[Saved data entries]
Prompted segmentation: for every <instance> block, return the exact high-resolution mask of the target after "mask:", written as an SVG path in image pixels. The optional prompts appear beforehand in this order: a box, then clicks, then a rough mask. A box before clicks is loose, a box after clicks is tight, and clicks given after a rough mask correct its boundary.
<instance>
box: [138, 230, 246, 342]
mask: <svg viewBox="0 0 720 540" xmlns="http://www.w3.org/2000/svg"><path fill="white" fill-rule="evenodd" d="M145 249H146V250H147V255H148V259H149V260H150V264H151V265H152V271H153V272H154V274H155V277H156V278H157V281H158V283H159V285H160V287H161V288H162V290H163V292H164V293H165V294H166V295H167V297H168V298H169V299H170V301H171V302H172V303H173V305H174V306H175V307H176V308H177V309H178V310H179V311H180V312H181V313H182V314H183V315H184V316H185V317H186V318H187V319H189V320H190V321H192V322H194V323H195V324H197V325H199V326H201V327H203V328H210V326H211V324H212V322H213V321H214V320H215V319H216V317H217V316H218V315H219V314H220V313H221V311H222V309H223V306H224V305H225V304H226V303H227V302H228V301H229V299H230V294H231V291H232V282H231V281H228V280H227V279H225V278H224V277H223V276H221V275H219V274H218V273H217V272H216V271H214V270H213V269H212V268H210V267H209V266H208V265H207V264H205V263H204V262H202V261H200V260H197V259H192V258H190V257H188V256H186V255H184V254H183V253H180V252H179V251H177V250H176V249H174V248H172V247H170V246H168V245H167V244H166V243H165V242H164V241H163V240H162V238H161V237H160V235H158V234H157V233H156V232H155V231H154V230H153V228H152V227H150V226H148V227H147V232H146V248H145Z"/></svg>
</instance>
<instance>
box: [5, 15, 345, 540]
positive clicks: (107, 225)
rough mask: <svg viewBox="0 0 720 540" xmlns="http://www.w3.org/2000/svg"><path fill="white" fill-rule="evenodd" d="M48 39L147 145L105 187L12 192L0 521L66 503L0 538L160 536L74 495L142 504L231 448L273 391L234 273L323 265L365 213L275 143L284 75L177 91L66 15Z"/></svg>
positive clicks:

Exercise directions
All of the data above should be reproduced verbatim.

Task answer
Prompted segmentation: for every <instance> block, return the exact high-resolution mask of the target after "mask:", written as an SVG path in image pixels. The optional prompts appear beforehand in this order: a box, then clicks, then a rough mask. A box before clicks is loose, a box after clicks is tight, and clicks given after a rough mask correct its boundary.
<instance>
box: [138, 230, 246, 342]
mask: <svg viewBox="0 0 720 540" xmlns="http://www.w3.org/2000/svg"><path fill="white" fill-rule="evenodd" d="M145 249H146V250H147V255H148V259H149V260H150V264H151V265H152V271H153V272H154V274H155V277H156V278H157V281H158V283H159V285H160V287H161V288H162V290H163V292H164V293H165V294H166V295H167V297H168V298H169V299H170V301H171V302H172V303H173V305H174V306H175V307H176V308H177V309H178V310H179V311H180V312H181V313H182V314H183V315H184V316H185V317H186V318H187V319H189V320H190V321H192V322H194V323H195V324H197V325H199V326H201V327H203V328H210V326H211V324H212V322H213V321H214V320H215V319H216V317H217V316H218V315H219V314H220V313H221V311H222V309H223V306H224V305H225V304H226V303H227V302H228V301H229V299H230V294H231V291H232V282H231V281H228V280H227V279H225V278H224V277H223V276H221V275H219V274H218V273H217V272H216V271H214V270H213V269H212V268H210V267H209V266H208V265H207V264H205V263H204V262H202V261H200V260H197V259H192V258H190V257H188V256H186V255H184V254H183V253H180V252H179V251H177V250H176V249H174V248H172V247H170V246H168V245H167V244H166V243H165V242H164V241H163V240H162V238H161V237H160V235H158V234H157V233H156V232H155V231H154V230H153V228H152V227H150V226H148V227H147V232H146V248H145Z"/></svg>
</instance>
<instance>
box: [5, 15, 345, 540]
positive clicks: (107, 225)
rough mask: <svg viewBox="0 0 720 540" xmlns="http://www.w3.org/2000/svg"><path fill="white" fill-rule="evenodd" d="M48 39L147 145L105 187L12 192L0 521L66 503L0 538L160 536L74 495L142 504L231 448L273 391L234 273L323 265L365 213L275 143L284 75L177 91L66 15Z"/></svg>
positive clicks:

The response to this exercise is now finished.